== Textauszug

Wer in Ihrem Ministerium war für die Entscheidung über die
Mitgliedschaft zuständig? Wer ist die nominierte Person?
- Der Verein hat zudem einen
strategischen Beirat, bestehend aus zwei Vorstandsmitgliedern und einem
von Ihnen, Herr Bundesminister, entsendetem Mitglied. Wer aus Ihrem
Ministerium ist in den strategischen Beirat entsendet?
- Wie viel Zeitaufwand ist damit
verbunden?
- Welche Position nimmt die entsendete
Person in Ihrem Ministerium wahr?
- Zählt die Tätigkeit im
Beirat zur Arbeitszeit dieser Person?
- Bekommt diese Person zusätzliche
Auflagen/ Entlohnung für die Tätigkeit im Beirat?
- Inwiefern sind Sie in die
Aktivitäten des Vereins eingebunden oder informiert?

====
== Bereitgestellte Daten

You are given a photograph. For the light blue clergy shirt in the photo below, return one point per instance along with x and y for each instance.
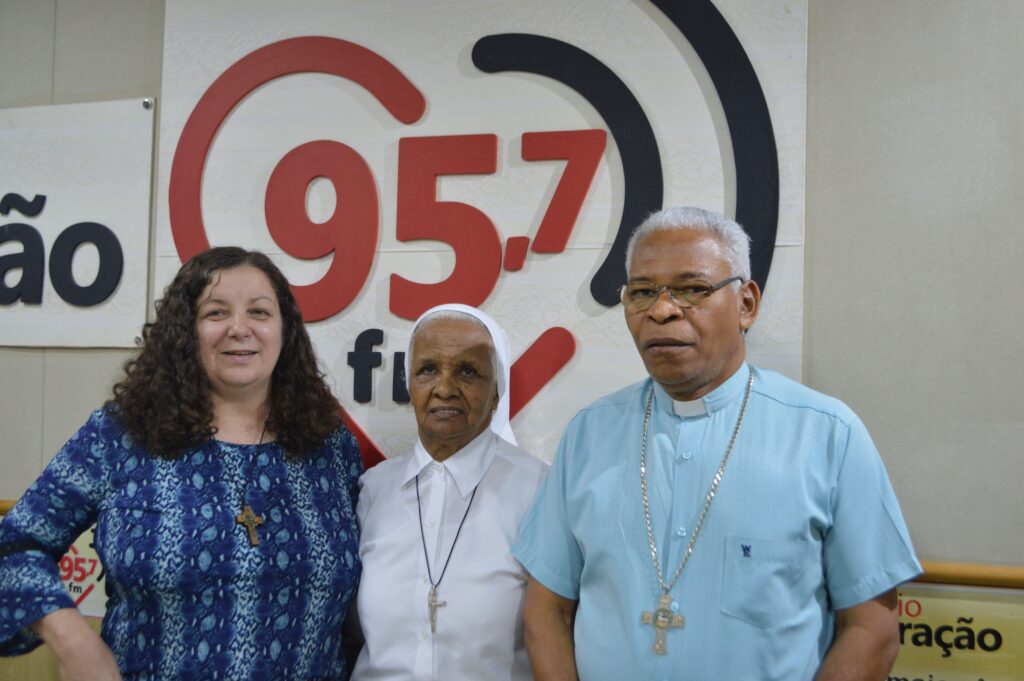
(805, 521)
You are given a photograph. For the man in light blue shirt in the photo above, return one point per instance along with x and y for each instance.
(715, 520)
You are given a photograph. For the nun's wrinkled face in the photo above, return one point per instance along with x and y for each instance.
(452, 384)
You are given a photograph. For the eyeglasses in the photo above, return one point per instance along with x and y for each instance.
(639, 297)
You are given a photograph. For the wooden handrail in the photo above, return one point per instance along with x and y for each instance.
(973, 575)
(965, 575)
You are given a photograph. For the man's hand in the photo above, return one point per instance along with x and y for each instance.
(82, 655)
(549, 621)
(866, 641)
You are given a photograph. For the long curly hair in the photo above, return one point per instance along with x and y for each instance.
(164, 402)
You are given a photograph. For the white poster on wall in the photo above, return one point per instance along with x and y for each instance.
(75, 223)
(387, 155)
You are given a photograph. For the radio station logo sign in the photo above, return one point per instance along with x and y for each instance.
(75, 223)
(350, 237)
(32, 259)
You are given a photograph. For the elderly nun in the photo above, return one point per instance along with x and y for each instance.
(441, 595)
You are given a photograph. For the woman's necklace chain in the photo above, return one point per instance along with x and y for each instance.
(248, 518)
(432, 602)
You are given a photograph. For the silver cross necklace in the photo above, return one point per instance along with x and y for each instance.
(663, 618)
(432, 601)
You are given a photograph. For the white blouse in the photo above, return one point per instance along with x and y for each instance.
(479, 627)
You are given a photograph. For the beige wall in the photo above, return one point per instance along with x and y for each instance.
(61, 51)
(914, 202)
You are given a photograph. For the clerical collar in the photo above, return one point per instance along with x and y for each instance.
(689, 409)
(731, 390)
(467, 466)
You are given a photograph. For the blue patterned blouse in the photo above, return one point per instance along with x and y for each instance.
(187, 596)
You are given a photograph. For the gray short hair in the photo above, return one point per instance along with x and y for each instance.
(453, 315)
(728, 232)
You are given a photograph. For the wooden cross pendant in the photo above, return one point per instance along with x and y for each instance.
(433, 604)
(663, 619)
(251, 521)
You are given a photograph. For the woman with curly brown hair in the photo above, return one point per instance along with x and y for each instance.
(222, 485)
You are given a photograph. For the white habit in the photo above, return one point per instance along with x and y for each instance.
(479, 628)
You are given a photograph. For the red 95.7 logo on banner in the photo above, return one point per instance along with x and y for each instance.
(350, 236)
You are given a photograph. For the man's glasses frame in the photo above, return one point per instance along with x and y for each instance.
(639, 297)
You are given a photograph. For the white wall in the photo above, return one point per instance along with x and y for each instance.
(61, 51)
(913, 280)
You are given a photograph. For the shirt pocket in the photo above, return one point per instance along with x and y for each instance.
(768, 582)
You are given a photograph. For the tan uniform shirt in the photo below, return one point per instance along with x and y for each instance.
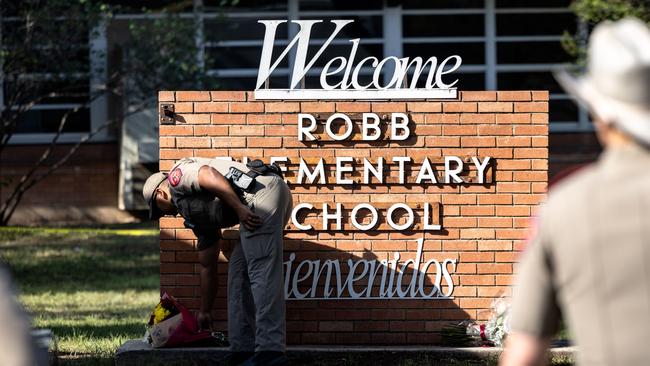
(590, 258)
(204, 213)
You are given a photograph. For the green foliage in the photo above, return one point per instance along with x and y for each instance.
(595, 11)
(161, 54)
(592, 12)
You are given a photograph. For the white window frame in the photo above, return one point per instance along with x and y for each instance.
(392, 39)
(98, 46)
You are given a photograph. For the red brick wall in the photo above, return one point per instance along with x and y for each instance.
(483, 225)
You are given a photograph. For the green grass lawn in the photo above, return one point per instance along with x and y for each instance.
(93, 287)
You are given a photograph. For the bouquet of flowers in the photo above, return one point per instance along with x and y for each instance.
(163, 311)
(470, 333)
(498, 327)
(171, 324)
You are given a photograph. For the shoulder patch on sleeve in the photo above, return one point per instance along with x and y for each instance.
(174, 177)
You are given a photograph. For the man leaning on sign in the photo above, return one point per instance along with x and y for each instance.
(211, 194)
(590, 258)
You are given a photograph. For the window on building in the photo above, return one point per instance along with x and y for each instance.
(54, 88)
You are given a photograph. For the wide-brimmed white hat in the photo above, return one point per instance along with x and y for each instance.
(616, 85)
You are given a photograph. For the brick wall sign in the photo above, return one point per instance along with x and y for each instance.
(408, 213)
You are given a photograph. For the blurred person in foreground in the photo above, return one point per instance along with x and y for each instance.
(589, 259)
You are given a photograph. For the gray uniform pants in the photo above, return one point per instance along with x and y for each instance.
(256, 309)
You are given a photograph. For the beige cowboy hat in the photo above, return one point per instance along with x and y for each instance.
(616, 85)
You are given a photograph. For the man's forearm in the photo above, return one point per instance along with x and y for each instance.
(209, 282)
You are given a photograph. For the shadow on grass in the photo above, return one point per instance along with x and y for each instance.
(77, 260)
(93, 287)
(64, 360)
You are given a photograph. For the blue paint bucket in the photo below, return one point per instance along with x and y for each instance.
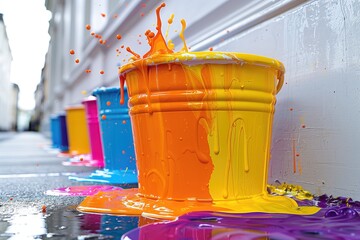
(55, 131)
(64, 143)
(117, 139)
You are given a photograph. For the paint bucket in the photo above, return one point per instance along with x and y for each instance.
(77, 130)
(202, 125)
(116, 136)
(64, 143)
(95, 157)
(55, 131)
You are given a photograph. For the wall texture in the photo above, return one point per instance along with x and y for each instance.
(316, 133)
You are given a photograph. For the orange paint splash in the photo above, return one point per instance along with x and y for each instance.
(183, 24)
(193, 141)
(170, 21)
(137, 56)
(158, 43)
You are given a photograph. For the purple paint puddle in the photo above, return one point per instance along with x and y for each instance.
(81, 190)
(338, 219)
(335, 223)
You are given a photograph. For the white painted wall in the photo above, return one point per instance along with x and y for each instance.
(318, 42)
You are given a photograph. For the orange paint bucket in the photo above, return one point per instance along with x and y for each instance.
(202, 125)
(77, 130)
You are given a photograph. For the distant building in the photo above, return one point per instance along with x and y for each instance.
(5, 84)
(14, 107)
(38, 111)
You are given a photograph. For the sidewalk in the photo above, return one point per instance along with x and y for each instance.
(29, 167)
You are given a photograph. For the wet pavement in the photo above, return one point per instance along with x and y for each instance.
(28, 168)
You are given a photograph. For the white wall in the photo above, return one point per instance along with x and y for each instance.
(316, 40)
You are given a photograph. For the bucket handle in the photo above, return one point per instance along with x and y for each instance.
(280, 82)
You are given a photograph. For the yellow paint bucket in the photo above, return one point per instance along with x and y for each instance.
(77, 130)
(202, 125)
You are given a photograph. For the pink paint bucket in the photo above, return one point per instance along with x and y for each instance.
(95, 158)
(92, 117)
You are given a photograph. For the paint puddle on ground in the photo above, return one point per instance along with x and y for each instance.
(66, 223)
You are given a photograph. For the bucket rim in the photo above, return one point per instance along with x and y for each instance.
(208, 57)
(75, 107)
(91, 98)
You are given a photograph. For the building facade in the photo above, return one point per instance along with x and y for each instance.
(5, 84)
(315, 131)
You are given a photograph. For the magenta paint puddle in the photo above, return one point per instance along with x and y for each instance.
(334, 223)
(81, 190)
(83, 160)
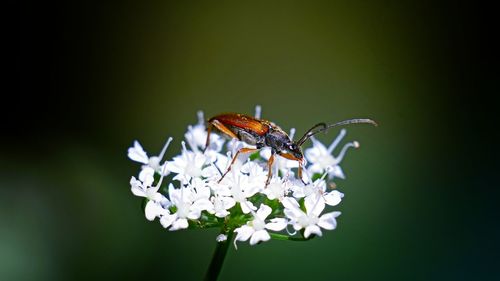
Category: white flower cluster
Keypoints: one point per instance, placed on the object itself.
(240, 202)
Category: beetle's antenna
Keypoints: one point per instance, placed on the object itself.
(311, 132)
(321, 127)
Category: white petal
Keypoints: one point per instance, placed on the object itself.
(328, 220)
(333, 198)
(312, 229)
(221, 213)
(138, 154)
(336, 172)
(277, 224)
(179, 224)
(227, 202)
(263, 212)
(153, 210)
(258, 236)
(167, 220)
(203, 204)
(136, 188)
(290, 203)
(244, 232)
(247, 206)
(314, 204)
(147, 176)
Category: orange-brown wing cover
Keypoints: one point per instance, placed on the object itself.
(243, 121)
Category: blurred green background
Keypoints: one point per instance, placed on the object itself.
(420, 198)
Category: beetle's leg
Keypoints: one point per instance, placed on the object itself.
(300, 173)
(269, 167)
(209, 130)
(242, 150)
(215, 123)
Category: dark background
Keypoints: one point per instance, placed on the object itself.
(421, 192)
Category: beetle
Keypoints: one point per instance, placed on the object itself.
(263, 133)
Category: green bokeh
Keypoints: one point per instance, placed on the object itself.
(123, 72)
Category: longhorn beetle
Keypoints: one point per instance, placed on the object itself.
(263, 133)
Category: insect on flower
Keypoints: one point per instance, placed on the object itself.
(264, 133)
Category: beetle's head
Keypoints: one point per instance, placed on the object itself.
(295, 150)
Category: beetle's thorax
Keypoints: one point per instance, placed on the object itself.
(278, 140)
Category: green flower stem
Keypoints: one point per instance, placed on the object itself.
(218, 257)
(277, 236)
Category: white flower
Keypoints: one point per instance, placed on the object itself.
(256, 229)
(221, 205)
(137, 153)
(321, 157)
(276, 189)
(240, 187)
(196, 137)
(189, 203)
(318, 188)
(142, 188)
(310, 220)
(188, 165)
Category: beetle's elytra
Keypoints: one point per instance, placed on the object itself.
(263, 133)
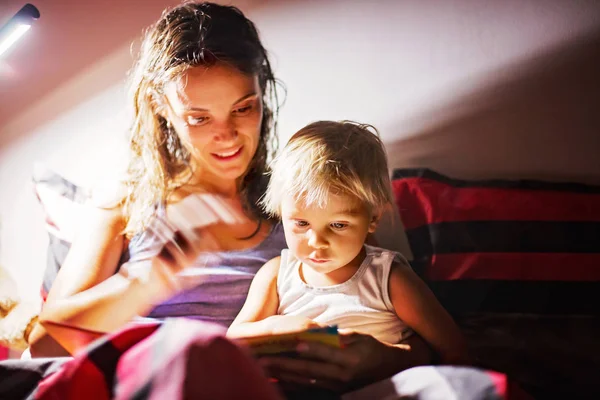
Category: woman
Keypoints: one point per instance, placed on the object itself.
(205, 106)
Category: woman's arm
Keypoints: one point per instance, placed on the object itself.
(86, 294)
(417, 306)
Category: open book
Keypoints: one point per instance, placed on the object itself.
(286, 343)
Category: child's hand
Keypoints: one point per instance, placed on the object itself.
(291, 323)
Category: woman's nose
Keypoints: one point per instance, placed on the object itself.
(225, 131)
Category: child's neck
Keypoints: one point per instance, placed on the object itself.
(340, 275)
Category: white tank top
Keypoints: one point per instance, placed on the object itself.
(362, 303)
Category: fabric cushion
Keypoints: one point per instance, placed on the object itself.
(503, 246)
(517, 263)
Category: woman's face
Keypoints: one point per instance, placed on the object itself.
(218, 112)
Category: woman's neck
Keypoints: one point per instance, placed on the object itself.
(228, 189)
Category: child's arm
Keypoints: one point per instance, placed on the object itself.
(259, 314)
(417, 306)
(262, 302)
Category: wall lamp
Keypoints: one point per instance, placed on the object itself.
(16, 27)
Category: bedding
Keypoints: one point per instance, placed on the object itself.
(153, 361)
(517, 263)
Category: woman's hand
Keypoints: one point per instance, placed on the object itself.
(361, 361)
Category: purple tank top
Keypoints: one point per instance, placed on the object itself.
(218, 283)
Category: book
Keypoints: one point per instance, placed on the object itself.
(285, 344)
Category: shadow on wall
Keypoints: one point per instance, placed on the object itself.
(538, 120)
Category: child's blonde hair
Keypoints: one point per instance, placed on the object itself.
(345, 158)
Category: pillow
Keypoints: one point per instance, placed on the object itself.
(503, 246)
(62, 202)
(517, 263)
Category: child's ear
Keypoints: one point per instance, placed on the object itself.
(375, 218)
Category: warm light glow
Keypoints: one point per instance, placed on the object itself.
(18, 31)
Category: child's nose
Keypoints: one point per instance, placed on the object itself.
(316, 240)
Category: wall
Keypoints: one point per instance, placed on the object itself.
(472, 89)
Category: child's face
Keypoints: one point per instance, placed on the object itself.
(329, 238)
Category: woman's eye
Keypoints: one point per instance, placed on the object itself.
(338, 225)
(243, 110)
(196, 121)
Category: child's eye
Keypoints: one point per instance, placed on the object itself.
(196, 121)
(243, 110)
(338, 225)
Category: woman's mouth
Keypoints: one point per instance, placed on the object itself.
(318, 260)
(228, 155)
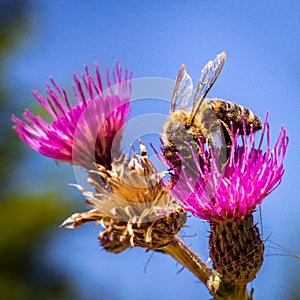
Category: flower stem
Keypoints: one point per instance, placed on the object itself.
(179, 251)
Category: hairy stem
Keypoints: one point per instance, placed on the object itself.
(179, 251)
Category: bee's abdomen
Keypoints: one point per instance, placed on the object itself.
(231, 112)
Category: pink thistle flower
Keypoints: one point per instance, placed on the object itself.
(249, 176)
(88, 132)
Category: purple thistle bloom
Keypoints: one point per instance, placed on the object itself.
(250, 175)
(88, 132)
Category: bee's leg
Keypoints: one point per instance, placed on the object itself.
(226, 145)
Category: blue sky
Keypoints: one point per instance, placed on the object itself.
(262, 70)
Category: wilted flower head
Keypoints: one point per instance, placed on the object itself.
(88, 132)
(132, 206)
(249, 176)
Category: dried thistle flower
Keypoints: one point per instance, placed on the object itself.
(131, 204)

====

• _Aufgabe 1_
Beantworte die folgenden Fragen zum Textauszug.
(a) Die Zuständigkeit für welche Entscheidung wird ganz am Anfang erfragt?
(b) Aus wie vielen Vorstandsmitgliedern besteht der strategische Beirat des Vereins?
(c) Wonach wird im letzten Punkt des Textauszugs gefragt?
• _Aufgabe 2_
Aktualisiere im Textauszug den Abschnitt von „- Der Verein“ bis „eingebunden oder informiert?“, indem du „Vorstandsmitgliedern“ durch „Gründungsmitgliedern“ ersetzt, und gib ihn vollständig wieder.
Die Datensätze sind eigenständiges Material und gehören nicht zum Textauszug.

• _Lösung 1_
(a) Gefragt wird nach der Zuständigkeit für die Entscheidung über die Mitgliedschaft.
(b) Der Beirat besteht aus zwei Vorstandsmitgliedern.
(c) Gefragt wird, inwiefern der Bundesminister in die Aktivitäten des Vereins eingebunden oder darüber informiert ist.

• _Lösung 2_
- Der Verein hat zudem einen
strategischen Beirat, bestehend aus zwei Gründungsmitgliedern und einem
von Ihnen, Herr Bundesminister, entsendetem Mitglied. Wer aus Ihrem
Ministerium ist in den strategischen Beirat entsendet?
- Wie viel Zeitaufwand ist damit
verbunden?
- Welche Position nimmt die entsendete
Person in Ihrem Ministerium wahr?
- Zählt die Tätigkeit im
Beirat zur Arbeitszeit dieser Person?
- Bekommt diese Person zusätzliche
Auflagen/ Entlohnung für die Tätigkeit im Beirat?
- Inwiefern sind Sie in die
Aktivitäten des Vereins eingebunden oder informiert?